* begin *

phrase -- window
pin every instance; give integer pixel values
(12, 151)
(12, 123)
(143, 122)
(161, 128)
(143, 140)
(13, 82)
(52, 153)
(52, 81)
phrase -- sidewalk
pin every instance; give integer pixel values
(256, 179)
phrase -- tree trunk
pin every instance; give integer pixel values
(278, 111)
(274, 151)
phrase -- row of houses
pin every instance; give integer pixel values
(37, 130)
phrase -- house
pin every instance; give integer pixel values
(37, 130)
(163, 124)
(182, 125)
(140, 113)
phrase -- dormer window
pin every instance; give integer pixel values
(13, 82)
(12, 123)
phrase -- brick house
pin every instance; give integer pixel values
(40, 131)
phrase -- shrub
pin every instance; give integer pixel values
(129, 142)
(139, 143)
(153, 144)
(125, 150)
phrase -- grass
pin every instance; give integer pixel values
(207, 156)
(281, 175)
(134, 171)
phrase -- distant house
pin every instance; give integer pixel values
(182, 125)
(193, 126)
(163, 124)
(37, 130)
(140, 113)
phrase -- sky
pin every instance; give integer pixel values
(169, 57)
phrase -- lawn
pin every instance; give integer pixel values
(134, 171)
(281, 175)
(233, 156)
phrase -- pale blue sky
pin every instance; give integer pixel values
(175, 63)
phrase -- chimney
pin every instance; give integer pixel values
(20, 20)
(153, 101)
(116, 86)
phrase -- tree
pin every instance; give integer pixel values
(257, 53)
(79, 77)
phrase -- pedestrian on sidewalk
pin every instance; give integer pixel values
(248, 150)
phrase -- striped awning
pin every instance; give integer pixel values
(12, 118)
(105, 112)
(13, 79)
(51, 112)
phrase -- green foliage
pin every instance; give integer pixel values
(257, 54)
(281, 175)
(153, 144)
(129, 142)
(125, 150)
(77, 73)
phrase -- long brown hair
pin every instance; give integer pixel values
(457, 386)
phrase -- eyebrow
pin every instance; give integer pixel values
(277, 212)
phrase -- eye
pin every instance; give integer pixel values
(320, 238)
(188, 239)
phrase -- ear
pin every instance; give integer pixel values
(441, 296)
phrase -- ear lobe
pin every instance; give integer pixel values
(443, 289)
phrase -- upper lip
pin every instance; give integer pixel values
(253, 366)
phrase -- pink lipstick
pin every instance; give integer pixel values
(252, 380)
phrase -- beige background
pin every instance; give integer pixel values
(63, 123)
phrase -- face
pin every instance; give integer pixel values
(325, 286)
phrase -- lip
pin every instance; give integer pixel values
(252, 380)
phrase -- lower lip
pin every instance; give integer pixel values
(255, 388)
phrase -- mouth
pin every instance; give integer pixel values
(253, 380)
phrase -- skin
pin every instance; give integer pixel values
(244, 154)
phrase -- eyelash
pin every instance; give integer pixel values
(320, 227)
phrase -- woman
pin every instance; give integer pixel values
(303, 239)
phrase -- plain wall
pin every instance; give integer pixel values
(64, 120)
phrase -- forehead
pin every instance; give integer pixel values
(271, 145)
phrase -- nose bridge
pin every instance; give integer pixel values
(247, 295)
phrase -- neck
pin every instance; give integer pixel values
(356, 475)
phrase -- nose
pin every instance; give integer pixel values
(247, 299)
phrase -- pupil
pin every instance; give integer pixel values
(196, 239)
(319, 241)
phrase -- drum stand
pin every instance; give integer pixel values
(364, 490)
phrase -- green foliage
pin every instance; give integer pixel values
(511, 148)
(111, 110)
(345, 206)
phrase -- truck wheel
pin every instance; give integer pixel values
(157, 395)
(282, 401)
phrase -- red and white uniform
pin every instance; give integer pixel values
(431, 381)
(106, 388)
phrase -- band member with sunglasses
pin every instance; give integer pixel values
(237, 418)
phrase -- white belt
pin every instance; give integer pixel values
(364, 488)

* end *

▶ [SHORT PROBLEM]: Reproduce all of the material above word for word, line by line, with nothing changed or left out.

▶ [ANSWER IN FULL]:
phrase -- window
pin every instance; give integer pixel values
(12, 151)
(12, 123)
(143, 122)
(161, 128)
(143, 140)
(13, 82)
(52, 153)
(52, 81)
phrase -- sidewalk
pin every instance; give integer pixel values
(256, 179)
phrase -- tree trunk
pin every instance; give integer pixel values
(278, 111)
(274, 151)
phrase -- row of houses
pin every instance; give integer pixel values
(37, 130)
phrase -- house
pin every instance; give integer pixel values
(37, 130)
(163, 124)
(182, 125)
(140, 113)
phrase -- dormer window
pin every instance; give integer pixel values
(13, 82)
(12, 123)
phrase -- brick house
pin every instance; give integer pixel values
(40, 131)
phrase -- shrub
pin every instance; give integer pixel values
(129, 142)
(139, 143)
(153, 144)
(125, 150)
phrase -- grass
pin every instance; give integer pixel values
(207, 156)
(281, 175)
(134, 171)
phrase -- distant house
pin every instance; give integer pixel values
(182, 125)
(193, 126)
(163, 124)
(37, 130)
(140, 113)
phrase -- sky
pin every instance; give integer pixel values
(169, 57)
phrase -- lawn
pin every instance; give integer pixel values
(134, 171)
(281, 175)
(233, 156)
phrase -- pale blue sky
pin every instance; give integer pixel values
(175, 63)
phrase -- chimney
pin every instance; give integer pixel values
(20, 20)
(153, 101)
(116, 86)
phrase -- tree
pin every instance; give integer pixel values
(257, 53)
(79, 77)
phrase -- pedestrian on sidewalk
pin every instance; give integer pixel values
(248, 150)
phrase -- striped awning
pin every instance; give integer pixel values
(12, 118)
(105, 112)
(13, 79)
(51, 112)
phrase -- green foliage
pin every instance; give integer pixel values
(257, 54)
(281, 175)
(153, 144)
(129, 142)
(125, 150)
(77, 73)
phrase -- long brown hair
pin every instance; give integer pixel values
(457, 386)
phrase -- eyebrow
pin every instance; give integer pixel values
(277, 212)
phrase -- eye
pin every instance; give integer pixel values
(320, 238)
(188, 239)
phrase -- ear
pin every instance; give integer pixel values
(441, 296)
phrase -- ear lobe
pin every instance; give integer pixel values
(443, 289)
phrase -- upper lip
pin every instance; give integer pixel values
(253, 366)
phrase -- pink lipstick
pin every instance; give integer pixel values
(252, 380)
phrase -- beige background
pin every instance; give integer pixel values
(63, 123)
phrase -- face
pin every instance; give integer pixel values
(325, 286)
phrase -- lip
pin every instance; give integer pixel values
(252, 380)
phrase -- lower lip
pin every instance; give integer pixel values
(255, 388)
phrase -- mouth
pin every instance; give integer pixel values
(253, 380)
phrase -- skin
pin every instance; give integer pixel values
(244, 154)
phrase -- eyelash
pin every instance; give integer pixel values
(320, 227)
phrase -- woman
pin every instance; give integer pixel values
(303, 239)
phrase -- plain wall
pin every instance; give integer pixel values
(64, 120)
phrase -- forehead
pin every instance; give integer pixel values
(271, 145)
phrase -- nose bridge
pin every instance; give integer pixel values
(247, 295)
phrase -- neck
pin every instance; give integer pixel values
(356, 475)
phrase -- nose
pin every instance; give integer pixel values
(247, 299)
phrase -- pupil
pin every instance; give integer pixel values
(196, 239)
(319, 241)
phrase -- drum stand
pin every instance; give integer pixel values
(364, 490)
phrase -- green foliage
pin every instance; give integer pixel values
(511, 148)
(111, 110)
(345, 206)
phrase -- truck wheel
pin every instance; give integer pixel values
(157, 395)
(282, 401)
phrase -- red and white uniform
pin every instance; give integer pixel values
(431, 381)
(106, 388)
phrase -- band member with sunglasses
pin every instance; give integer pixel values
(237, 418)
phrase -- white belt
pin every instance; give integer pixel values
(364, 488)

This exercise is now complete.